## Задание
Подхватите отрывок о разговоре Элеоноры и Анны после смерти Рузвельта и продолжите его со следующего предложения после последнего.

## Фрагмент текста
--*--
Оказывается, последним, с кем виделся Рузвельт в Уорм-Спрингс в день своей смерти, была Люси Мерсер, сообщила Элеонора. Она что, и в Белый дом заявится? Уж не Анна ли всё это подстроила? Отпираться бессмысленно, Элеонора всю правду знает! Да, смиренно ответствовала Анна. Как-то вечером, когда она помогала отцу делать кое-какие записи, он спросил, не будет ли она возражать против приглашения Люси на ужин. Так всё и началось. «Там всё было за открытым столом, – оправдывалась Анна, – и всегда в присутствии других». Но дело-то было не в этом! Глядя на мать, Анна и сама понимала, что предала её. Она боялась, что Элеонора её теперь в жизни не простит. Но Элеонора скрыла свои истинные чувства под маской холодного равнодушия, и две дамы в траурных одеяниях прошествовали вниз, к собравшимся на панихиду по Рузвельту, которую тут же, на лужайке при Белом доме, и предстояло отслужить. Анне выдали красно-белую карточку с тисненым изображением Белого дома и подчеркнутой надписью ПЕРЕДАЧЕ НЕ ПОДЛЕЖИТ, служившую пропуском на похороны её отца{759}.
--*--
## Исходные данные
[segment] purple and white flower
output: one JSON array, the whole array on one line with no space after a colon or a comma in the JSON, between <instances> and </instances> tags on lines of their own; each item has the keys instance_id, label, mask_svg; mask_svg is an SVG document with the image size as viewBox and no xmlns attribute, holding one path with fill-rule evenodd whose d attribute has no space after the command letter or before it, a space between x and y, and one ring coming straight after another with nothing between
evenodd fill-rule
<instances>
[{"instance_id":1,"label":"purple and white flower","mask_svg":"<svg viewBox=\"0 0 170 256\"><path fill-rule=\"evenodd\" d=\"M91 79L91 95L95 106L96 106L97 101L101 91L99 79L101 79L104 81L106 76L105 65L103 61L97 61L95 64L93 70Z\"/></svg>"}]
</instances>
--*--
## Ответ
Той ночью Анна, Элеонора и Эллиот Рузвельт, сумевший оперативно выбраться в Вашингтон из Англии, сели в президентский поезд и отправились сопровождать тело Франклина домой, в Гайд-Парк. Туда же теперь должен был прилететь из Манилы и старший сын покойного Джеймс{760}. А вот Франклину-младшему и Джону проститься с отцом было не суждено, поскольку оба оказались в те дни в открытом океане. Эта железнодорожная поездка стала последней дорогой домой не только для Франклина Рузвельта, но и для всей его семьи. Дело в том, что Элеонора уже пообещала Трумэнам оставить Белый дом к началу следующей недели, а имение Гайд-Парк было завещано Франклином правительству под музей-библиотеку в память о себе. Все те места, которые Анна привыкла называть «домом», отныне домом для неё служить не могли.

Анна путешествовала этим поездом по всей стране бессчётное число раз, сопровождая отца в ходе избирательных кампаний и агитационных поездок, выслушивая его речи и присутствуя при его встречах с «обыкновенными людьми», интересы которых призван был представлять президент. В последний путь её отец впервые отправлялся не в прицепном вагоне «Фердинанд Магеллан», построенном по его спецзаказу компанией «Пульман», поскольку гроб с его телом в его узкие бронированные двери не проходил{761}. Похоже, в этой последней поездке президентскому купе суждено было пустовать. Но нет: ознакомившись с составленным Секретной службой именным списком пассажиров с указанием выделенных им спальных мест, она с удивлением обнаружила, что кто-то додумался выделить президентское купе лично для неё. Так что, провожая отца в последний путь, она оказалась в статусе его заместительницы.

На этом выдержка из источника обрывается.